- **What to work on**: Using the listing below, set down each line from the line containing "point(592, 374)" through the line containing "point(20, 750)", both ends included, exactly and with nothing added.

- **Records**:
======

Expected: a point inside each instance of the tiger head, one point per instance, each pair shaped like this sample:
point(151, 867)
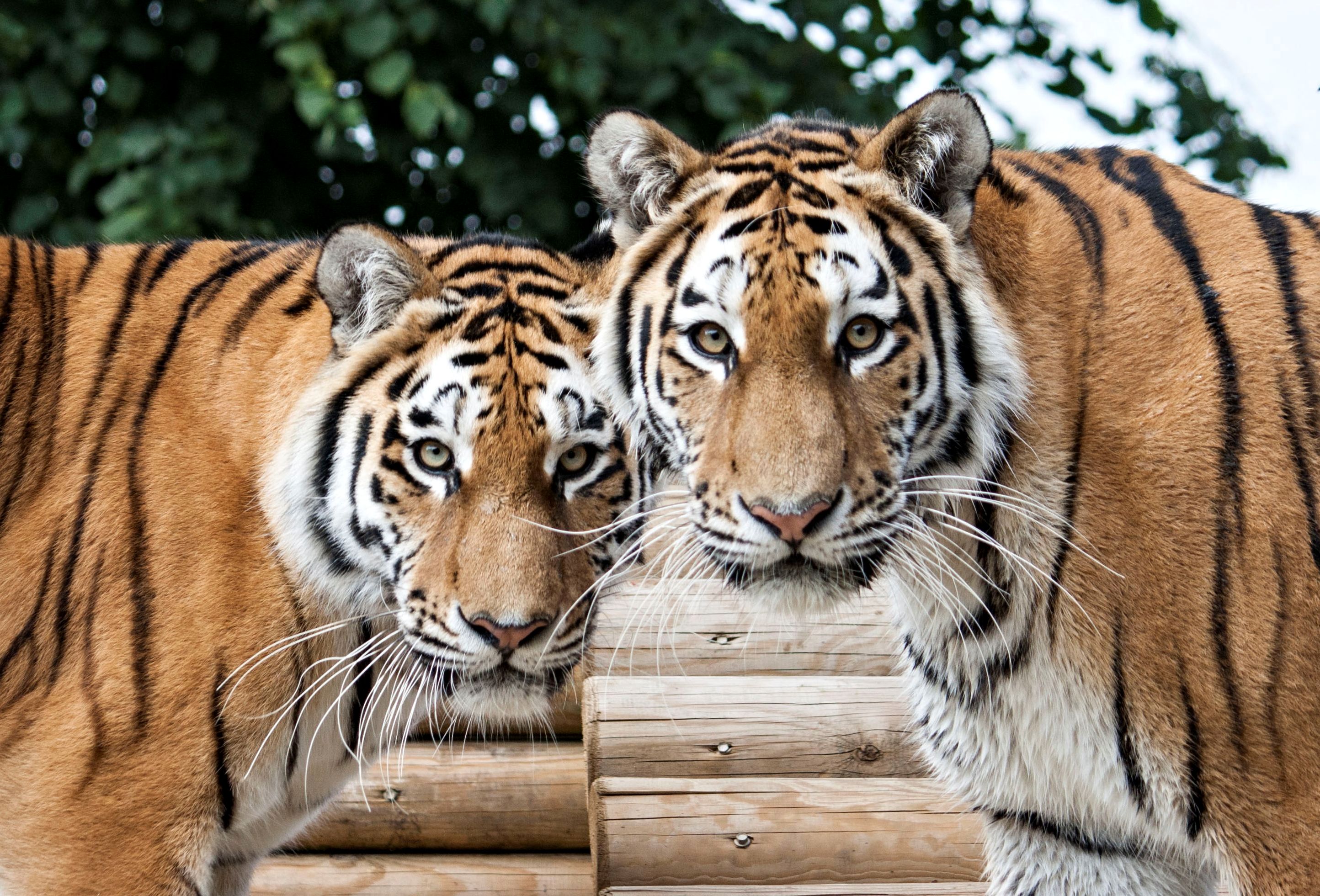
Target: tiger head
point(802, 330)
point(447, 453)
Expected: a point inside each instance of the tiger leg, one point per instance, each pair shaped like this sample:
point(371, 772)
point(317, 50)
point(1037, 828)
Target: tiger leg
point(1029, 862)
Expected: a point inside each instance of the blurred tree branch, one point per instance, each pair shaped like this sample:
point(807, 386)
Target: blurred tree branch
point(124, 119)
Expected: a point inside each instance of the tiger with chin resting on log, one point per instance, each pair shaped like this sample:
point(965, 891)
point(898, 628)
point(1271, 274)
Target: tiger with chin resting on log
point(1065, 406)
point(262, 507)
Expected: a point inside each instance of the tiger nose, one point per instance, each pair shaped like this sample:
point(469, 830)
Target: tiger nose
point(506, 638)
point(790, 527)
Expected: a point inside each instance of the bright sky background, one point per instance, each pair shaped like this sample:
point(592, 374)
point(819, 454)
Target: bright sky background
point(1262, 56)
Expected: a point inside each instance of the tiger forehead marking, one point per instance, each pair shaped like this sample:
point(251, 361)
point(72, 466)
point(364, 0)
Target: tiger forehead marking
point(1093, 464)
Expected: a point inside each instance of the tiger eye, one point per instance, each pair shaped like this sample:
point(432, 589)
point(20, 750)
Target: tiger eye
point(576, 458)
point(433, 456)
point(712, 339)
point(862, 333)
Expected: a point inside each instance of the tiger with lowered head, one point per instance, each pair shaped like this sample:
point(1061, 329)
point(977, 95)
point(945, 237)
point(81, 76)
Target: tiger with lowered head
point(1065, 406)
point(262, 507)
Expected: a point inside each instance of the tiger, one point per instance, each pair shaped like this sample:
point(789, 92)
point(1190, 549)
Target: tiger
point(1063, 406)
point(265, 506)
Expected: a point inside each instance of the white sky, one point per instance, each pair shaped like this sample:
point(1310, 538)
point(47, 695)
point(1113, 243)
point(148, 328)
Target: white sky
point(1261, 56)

======

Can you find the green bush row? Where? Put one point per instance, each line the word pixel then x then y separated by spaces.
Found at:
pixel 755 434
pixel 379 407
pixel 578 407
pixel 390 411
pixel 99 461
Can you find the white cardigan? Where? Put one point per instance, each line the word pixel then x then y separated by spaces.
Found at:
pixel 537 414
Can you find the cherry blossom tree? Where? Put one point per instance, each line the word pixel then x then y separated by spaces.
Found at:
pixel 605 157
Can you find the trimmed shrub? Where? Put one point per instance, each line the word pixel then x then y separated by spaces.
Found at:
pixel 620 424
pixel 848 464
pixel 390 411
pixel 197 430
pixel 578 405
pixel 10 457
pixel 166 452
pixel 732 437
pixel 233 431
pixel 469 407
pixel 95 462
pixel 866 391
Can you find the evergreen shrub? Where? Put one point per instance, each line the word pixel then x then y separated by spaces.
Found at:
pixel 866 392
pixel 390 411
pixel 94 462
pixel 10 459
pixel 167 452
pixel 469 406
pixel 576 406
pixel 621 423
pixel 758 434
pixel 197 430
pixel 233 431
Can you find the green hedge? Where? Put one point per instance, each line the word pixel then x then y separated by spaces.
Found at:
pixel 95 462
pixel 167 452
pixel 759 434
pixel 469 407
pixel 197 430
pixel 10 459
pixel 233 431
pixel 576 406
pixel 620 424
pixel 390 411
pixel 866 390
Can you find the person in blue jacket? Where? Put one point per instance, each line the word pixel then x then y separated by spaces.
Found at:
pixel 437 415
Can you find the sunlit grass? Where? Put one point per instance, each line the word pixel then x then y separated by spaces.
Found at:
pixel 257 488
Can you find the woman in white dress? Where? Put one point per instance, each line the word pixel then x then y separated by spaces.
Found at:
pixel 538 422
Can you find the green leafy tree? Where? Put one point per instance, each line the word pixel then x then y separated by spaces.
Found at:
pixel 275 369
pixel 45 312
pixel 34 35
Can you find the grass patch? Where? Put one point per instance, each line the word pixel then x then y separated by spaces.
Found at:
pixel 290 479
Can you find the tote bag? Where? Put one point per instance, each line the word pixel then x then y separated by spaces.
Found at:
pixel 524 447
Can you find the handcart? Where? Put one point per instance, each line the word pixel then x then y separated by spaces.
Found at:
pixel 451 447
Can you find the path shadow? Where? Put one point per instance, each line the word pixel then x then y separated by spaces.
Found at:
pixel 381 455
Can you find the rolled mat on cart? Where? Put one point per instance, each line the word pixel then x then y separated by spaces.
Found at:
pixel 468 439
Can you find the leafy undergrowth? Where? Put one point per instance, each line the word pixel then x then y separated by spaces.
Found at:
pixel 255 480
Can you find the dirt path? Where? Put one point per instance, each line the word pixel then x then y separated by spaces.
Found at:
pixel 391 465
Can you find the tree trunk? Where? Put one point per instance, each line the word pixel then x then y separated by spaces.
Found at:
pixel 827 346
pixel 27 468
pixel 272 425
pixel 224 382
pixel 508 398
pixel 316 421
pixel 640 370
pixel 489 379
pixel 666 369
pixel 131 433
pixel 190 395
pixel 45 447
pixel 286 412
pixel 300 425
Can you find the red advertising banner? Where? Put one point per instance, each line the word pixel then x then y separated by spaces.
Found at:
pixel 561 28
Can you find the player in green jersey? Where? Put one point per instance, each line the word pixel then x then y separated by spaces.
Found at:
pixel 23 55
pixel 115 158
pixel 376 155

======

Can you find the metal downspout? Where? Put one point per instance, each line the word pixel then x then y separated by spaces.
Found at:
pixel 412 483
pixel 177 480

======

- **Task response**:
point(592, 374)
point(819, 454)
Target: bright sky background
point(1262, 56)
Expected: a point inside each instance of the tiger forehead marking, one point per instance, each pair shaped like this sample:
point(251, 361)
point(72, 466)
point(364, 0)
Target: tiger forehead marking
point(1093, 464)
Expected: a point inside each instance of the tiger eye, one point per instance, each pair shaped like this sample:
point(432, 589)
point(20, 750)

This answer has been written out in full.